▸ **BLOCCO DI TESTO**
——————

Nel 1881 Segantini si trasferisce in Brianza e qui sembra riscoprire con entusiasmo la natura – madre e matrigna – che ne aveva segnato l’infanzia; emblematica di questo periodo è Alla stanga (1886) una tela di imponenti dimensioni con cui l’artista riceve importanti riconoscimenti internazionali e l’onore di vedere l’opera acquistata dal neonato Governo italiano per la Galleria Nazionale d’Arte Moderna di Roma. In questo quadro ci sono molti elementi che ritroveremo in tutta la produzione seguente: il paesaggio è l’unico protagonista della composizione mentre uomini e animali, trattati alla stessa stregua, altro non sono che le comparse – talvolta ritratte di spalle a sottolinearne ulteriormente la mera funzione decorativa – messe attentamente in posa sul palcoscenico della vita. Ne La raccolta delle zucche (1883-84) Segantini rappresenta l’immutabile ciclicità della vita contadina, qui riprodotta nel momento del raccolto dei frutti della terra, che si scontra con il progresso tecnologico impersonato dal treno che sfreccia sullo sfondo. Delicata ed emozionante la coppia di piccoli disegni, speculari tra loro, datati fine anni ’80, intitolati entrambi Il reddito del pastore, focalizzati sul rapporto simbiotico che si crea tra l’uomo e l’animale che, con una rassegnazione ondeggiante tra la fiducia nel pastore e lo spirito di sacrificio, si accoccola per farsi tosare. In una lettera a Pelizza da Volpedo, Segantini esprime l’ammirazione per le forme armoniche ed eleganti delle pecore, che, appunto, ama dipingere prive del vello al fine di metterne in evidenza l’armonia delle parti. Ammonisce però il collega: «non so di che razza siano quelle che adoperi tu: io non amo le pecore bastarde, perché le parti sono sempre discordanti».
Il disegno è una componente fondamentale della produzione di Segantini: in mostra sono presenti numerose tele cui sono accostate le versioni a carboncino eseguite negli anni seguenti, su cui l’artista riflette ed elabora cambiamenti di messe a fuoco, prospettive, luce, formato, spesso trasfigurando il senso originario della rappresentazione, caricandolo di valenze simboliste. Talvolta si tratta di copie, eseguite a memoria o basandosi su fotografie, destinate a colmare vuoti lasciati da quadri già venduti o a essere esposte, in sostituzione dell’originale, ad una delle tante mostre cui l’artista è invitato.

——————

▸ **DA FARE**
1 – Trova nell'elenco tutte le righe che contengono la parola "mirror" e copiale.
2 – Riprendi il testo sull'opera di Segantini e proseguilo dal punto in cui si ferma.

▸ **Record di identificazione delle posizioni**
——————

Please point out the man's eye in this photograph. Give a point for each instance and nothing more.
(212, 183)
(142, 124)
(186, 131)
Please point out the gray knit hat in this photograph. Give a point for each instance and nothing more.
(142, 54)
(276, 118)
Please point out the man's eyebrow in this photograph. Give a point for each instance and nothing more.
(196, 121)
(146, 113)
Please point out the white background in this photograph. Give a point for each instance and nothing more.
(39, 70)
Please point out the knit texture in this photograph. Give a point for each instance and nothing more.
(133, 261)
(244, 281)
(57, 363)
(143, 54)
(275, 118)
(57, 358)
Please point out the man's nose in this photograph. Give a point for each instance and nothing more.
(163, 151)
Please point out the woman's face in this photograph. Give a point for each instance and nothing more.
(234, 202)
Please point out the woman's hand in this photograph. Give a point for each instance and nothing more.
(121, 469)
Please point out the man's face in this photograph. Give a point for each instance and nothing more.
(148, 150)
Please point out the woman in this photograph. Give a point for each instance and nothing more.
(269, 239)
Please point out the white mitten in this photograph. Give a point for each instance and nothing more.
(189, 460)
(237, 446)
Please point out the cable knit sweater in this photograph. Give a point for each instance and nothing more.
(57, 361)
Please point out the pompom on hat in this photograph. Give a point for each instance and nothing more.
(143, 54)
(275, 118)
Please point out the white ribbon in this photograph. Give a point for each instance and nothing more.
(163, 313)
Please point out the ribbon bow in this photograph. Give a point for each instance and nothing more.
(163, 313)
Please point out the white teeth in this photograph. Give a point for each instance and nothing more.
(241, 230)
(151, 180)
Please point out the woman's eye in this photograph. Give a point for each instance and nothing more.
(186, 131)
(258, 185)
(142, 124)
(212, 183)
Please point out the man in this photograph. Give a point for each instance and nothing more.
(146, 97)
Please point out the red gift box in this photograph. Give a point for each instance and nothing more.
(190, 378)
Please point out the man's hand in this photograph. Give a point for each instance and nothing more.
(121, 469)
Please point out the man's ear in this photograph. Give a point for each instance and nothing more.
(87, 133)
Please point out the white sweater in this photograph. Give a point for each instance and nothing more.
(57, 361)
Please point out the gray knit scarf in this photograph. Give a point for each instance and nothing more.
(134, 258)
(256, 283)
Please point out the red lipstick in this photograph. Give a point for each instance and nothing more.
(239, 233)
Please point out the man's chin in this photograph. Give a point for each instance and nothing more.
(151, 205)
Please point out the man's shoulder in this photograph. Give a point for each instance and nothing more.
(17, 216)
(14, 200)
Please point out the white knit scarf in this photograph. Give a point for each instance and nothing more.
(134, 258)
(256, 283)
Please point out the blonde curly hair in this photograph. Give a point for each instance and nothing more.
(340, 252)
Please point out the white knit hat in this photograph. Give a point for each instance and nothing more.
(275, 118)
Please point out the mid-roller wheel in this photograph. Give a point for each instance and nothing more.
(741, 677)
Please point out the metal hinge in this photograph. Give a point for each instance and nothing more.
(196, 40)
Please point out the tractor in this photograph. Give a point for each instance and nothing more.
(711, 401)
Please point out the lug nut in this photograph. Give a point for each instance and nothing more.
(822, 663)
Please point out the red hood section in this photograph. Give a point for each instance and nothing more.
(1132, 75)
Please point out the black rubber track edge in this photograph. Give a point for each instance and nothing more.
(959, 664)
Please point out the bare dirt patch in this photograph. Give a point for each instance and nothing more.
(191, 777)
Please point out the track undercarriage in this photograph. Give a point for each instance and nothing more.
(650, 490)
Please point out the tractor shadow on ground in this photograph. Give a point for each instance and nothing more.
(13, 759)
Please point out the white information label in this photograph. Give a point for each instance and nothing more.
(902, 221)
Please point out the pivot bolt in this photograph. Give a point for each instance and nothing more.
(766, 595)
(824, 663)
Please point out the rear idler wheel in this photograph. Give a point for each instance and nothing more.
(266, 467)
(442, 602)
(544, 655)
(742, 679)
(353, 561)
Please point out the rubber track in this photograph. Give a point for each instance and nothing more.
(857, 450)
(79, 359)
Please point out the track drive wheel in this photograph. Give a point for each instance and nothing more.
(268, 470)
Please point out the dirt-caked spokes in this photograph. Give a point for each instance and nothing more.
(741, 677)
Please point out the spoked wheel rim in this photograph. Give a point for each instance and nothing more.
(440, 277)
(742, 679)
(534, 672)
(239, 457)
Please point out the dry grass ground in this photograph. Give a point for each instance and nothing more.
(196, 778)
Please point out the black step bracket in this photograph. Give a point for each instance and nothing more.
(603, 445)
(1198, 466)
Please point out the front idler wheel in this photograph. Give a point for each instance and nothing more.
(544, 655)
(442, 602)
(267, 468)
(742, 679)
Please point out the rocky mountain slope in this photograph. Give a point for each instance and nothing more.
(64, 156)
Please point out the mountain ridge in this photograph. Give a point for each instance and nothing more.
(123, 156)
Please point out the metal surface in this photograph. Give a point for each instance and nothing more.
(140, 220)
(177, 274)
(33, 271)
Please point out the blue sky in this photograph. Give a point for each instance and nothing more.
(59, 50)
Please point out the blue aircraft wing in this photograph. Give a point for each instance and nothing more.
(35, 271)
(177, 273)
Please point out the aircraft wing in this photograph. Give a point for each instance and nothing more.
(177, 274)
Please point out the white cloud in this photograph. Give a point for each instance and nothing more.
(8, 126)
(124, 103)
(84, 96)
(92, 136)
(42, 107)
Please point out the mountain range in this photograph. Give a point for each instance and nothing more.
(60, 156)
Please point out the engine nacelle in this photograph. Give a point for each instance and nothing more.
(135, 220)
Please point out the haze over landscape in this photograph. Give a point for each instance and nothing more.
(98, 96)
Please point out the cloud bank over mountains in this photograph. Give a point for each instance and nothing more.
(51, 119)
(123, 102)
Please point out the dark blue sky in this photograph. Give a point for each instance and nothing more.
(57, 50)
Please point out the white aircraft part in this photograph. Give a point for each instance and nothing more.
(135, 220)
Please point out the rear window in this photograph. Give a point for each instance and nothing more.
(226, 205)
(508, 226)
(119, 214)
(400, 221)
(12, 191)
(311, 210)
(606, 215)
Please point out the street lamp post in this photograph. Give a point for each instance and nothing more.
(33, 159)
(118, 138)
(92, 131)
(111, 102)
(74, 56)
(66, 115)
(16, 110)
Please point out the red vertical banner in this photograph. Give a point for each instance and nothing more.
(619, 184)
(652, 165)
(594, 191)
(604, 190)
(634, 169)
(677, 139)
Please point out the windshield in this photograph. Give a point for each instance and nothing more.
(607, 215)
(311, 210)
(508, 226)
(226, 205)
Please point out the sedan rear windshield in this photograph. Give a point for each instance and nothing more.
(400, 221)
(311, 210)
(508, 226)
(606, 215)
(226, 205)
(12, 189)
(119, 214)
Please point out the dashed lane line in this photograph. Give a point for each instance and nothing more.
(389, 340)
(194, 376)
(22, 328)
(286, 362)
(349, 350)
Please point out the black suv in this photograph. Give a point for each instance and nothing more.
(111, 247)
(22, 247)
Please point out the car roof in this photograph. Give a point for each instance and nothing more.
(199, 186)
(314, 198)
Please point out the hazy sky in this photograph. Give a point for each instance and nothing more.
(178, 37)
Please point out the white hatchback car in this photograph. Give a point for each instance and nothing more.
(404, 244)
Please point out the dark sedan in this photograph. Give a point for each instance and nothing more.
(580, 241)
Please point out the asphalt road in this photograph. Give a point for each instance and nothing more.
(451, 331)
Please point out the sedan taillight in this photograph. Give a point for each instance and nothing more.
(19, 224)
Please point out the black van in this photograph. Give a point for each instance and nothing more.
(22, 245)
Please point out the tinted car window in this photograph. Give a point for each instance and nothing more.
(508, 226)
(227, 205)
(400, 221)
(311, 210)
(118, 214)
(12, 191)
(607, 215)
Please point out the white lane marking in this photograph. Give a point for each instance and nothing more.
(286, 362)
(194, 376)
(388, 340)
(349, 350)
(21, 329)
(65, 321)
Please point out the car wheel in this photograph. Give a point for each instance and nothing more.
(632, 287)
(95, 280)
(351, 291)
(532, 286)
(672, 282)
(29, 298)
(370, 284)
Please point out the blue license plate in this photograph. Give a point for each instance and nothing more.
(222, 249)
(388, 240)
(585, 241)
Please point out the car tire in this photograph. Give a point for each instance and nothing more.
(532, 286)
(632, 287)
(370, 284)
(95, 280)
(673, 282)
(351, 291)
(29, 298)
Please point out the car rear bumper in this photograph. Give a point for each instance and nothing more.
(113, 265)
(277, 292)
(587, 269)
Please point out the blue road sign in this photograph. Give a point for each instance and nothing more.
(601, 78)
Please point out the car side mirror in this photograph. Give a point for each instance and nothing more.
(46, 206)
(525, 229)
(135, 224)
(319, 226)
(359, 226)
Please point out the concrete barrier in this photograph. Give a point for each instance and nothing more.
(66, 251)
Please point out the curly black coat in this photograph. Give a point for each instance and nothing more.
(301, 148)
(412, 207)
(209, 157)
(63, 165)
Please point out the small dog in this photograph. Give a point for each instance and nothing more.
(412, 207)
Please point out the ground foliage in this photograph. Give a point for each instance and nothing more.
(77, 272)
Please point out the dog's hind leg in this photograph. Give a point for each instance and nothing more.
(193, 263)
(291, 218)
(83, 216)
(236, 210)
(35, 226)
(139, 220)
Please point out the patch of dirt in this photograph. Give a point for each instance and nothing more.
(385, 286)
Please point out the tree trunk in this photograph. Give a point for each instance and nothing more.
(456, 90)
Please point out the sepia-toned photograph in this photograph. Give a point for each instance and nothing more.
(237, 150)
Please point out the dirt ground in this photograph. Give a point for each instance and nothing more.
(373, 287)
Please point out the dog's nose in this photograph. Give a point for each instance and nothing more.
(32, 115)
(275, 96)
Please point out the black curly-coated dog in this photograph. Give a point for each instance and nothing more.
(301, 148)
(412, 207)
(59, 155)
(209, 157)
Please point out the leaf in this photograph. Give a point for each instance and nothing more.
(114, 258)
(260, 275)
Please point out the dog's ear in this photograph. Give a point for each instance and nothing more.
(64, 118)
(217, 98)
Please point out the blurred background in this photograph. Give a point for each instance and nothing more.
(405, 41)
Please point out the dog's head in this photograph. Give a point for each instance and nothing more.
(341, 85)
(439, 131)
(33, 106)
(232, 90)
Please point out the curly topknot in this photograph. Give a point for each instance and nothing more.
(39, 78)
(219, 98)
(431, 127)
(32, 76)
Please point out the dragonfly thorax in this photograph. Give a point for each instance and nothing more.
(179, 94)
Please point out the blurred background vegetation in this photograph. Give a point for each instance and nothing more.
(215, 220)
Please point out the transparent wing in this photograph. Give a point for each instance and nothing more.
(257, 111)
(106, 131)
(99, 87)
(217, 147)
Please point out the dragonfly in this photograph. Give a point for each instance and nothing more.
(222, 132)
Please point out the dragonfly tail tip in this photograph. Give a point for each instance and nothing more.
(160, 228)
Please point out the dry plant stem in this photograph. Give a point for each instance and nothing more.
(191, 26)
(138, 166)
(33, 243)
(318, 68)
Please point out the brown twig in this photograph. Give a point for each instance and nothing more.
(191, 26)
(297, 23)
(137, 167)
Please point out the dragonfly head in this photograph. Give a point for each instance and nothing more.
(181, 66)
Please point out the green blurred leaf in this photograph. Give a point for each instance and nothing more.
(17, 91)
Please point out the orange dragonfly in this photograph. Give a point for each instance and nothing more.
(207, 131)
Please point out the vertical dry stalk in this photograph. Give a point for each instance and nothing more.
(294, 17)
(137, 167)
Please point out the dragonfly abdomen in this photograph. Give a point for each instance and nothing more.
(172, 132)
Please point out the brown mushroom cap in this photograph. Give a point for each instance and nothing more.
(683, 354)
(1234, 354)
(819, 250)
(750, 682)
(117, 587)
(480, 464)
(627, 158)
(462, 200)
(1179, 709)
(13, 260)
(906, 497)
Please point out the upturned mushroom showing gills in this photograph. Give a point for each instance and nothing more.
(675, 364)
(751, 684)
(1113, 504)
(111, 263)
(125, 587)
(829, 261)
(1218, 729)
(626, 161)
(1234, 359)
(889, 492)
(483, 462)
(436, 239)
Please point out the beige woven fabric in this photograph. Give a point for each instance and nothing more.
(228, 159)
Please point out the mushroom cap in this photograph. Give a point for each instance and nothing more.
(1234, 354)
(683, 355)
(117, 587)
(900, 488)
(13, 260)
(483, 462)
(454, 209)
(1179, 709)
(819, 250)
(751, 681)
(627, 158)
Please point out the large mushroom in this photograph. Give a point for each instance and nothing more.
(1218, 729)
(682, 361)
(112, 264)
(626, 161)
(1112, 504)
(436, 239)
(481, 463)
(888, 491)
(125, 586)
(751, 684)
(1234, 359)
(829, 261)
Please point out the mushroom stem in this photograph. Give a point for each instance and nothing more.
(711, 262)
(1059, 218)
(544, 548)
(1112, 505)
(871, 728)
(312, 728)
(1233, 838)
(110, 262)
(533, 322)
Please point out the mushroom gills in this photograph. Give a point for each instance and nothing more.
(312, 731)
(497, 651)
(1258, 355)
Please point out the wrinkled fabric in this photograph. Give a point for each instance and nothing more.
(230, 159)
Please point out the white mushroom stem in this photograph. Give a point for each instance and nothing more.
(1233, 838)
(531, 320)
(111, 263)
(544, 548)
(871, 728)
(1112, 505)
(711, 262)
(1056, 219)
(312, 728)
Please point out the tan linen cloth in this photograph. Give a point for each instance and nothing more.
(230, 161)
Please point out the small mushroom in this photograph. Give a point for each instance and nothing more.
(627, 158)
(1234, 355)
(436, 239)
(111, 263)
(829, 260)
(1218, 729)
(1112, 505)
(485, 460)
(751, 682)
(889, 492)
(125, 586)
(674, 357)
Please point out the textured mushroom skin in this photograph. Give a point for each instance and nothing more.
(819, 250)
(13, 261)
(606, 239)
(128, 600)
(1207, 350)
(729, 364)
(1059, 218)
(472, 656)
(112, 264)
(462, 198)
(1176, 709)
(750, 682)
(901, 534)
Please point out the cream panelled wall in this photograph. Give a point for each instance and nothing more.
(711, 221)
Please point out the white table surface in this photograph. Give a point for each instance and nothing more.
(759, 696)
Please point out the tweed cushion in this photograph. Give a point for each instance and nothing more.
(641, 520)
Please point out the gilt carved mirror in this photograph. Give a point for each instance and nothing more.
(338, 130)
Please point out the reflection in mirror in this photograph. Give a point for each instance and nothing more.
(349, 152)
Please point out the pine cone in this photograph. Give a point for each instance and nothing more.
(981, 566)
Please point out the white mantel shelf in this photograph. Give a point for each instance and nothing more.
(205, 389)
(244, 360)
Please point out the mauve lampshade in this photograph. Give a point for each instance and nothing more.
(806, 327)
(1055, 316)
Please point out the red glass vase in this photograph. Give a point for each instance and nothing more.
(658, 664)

——————

▸ **RISPOSTE SCRITTE**
1 –
Please point out the car side mirror in this photograph. Give a point for each instance and nothing more.
Please point out the gilt carved mirror in this photograph. Give a point for each instance and nothing more.
Please point out the reflection in mirror in this photograph. Give a point for each instance and nothing more.

2 –
Un’intera stanza, seppur piccola come una cappella per la preghiera domestica, è interamente dedicata all’Ave Maria a trasbordo (1886), una stupenda Sacra Famiglia in versione contadina lombarda: qui le curatrici accostano alla tela ad olio i tanti studi eseguiti per valutare possibili variazioni che caricassero la scena di pathos.
Nel 1886 Segantini si trasferisce a Savognino, nei Grigioni; qui lo raggiunge Grubicy, suo mercante-mecenate, per indurlo a sperimentare una nuova tecnica pittorica: il divisionismo. In mostra non poteva dunque mancare Le due madri (1889), il dipinto considerato il manifesto del divisionismo italiano, esposto nel 1891 alla prima Triennale di Brera che vide la nascita ufficiale del movimento. Appropriandoci degli strumenti della psicoanalisi – branca della scienza che conquista il riconoscimento ufficiale di prassi terapeutica proprio in quegli anni – potremmo osservare come la tematica della maternità sembri avere il potere di addolcire in Segantini l’usuale rappresentazione panteistica dei cicli della vita e delle stagioni, probabilmente in virtù del tenero ricordo della madre morta quando lui era ancora bambino. Senza porre differenze tra le specie degli esseri viventi, la contadina, la mucca o la pecora nella quotidianità sono compartecipi del freddo – e della tristezza – che si abbatte sull’altopiano e, la sera, si rifugiano insieme nella stalla, in cerca di calore per sé ed i propri piccoli. Nelle tele esposte nell’ultima sala, le riflessioni sulla maternità scivolano nel simbolismo: Segantini introduce la figura de L’angelo della vita (varie versioni datate tra il 1894 e il 1896) cui associa uno stile pittorico più raffinato di quello utilizzato per rappresentare la vita sulle Alpi. Queste tele, illuminate dai bagliori dell’oro, ondeggiano tra la drammaticità dell’ultimo periodo Preraffaellita e la raffinatezza dell’Art Nouveau i cui influssi gli giungevano dall’Austria insieme alle opere di Nietzsche e Freud.
La mostra, curata da Annie-Paule Quinsac e da Diana Segantini – pronipote dell’artista e già curatrice dell’esposizione tenutasi alla Fondazione Beyeler nel 2011 – offre la possibilità di approfondire lo studio di un pittore spesso liquidato troppo frettolosamente, scoprendone la raffinata eleganza e l’alto spessore culturale. Una sezione dell’esposizione milanese è dedicata alla produzione di immagini ispirate a letteratura e musica; Segantini non è un illustratore in senso stretto ma dalla sua frequentazione con autori e musicisti sono nate copertine di libri e tavole destinate ad arricchire preziosi volumi come la Bibbia di Amsterdam (stampata nel 1895). Anche la sezione Il vero ripensato: la natura morta costituisce un ulteriore, interessante, tassello nel complesso percorso alla scoperta di questo poliedrico artista ondeggiante tra la pittura dal vero e il simbolismo. I pannelli decorativi (1979-80) con frutta e con fiori disposti con naturalezza sono privi delle implicazioni allegoriche care agli autori fiamminghi così come Cesto di frutta (1881), spogliato dei drammatici riferimenti alla caducità della vita, altro non vuole essere che un semplice omaggio a Caravaggio.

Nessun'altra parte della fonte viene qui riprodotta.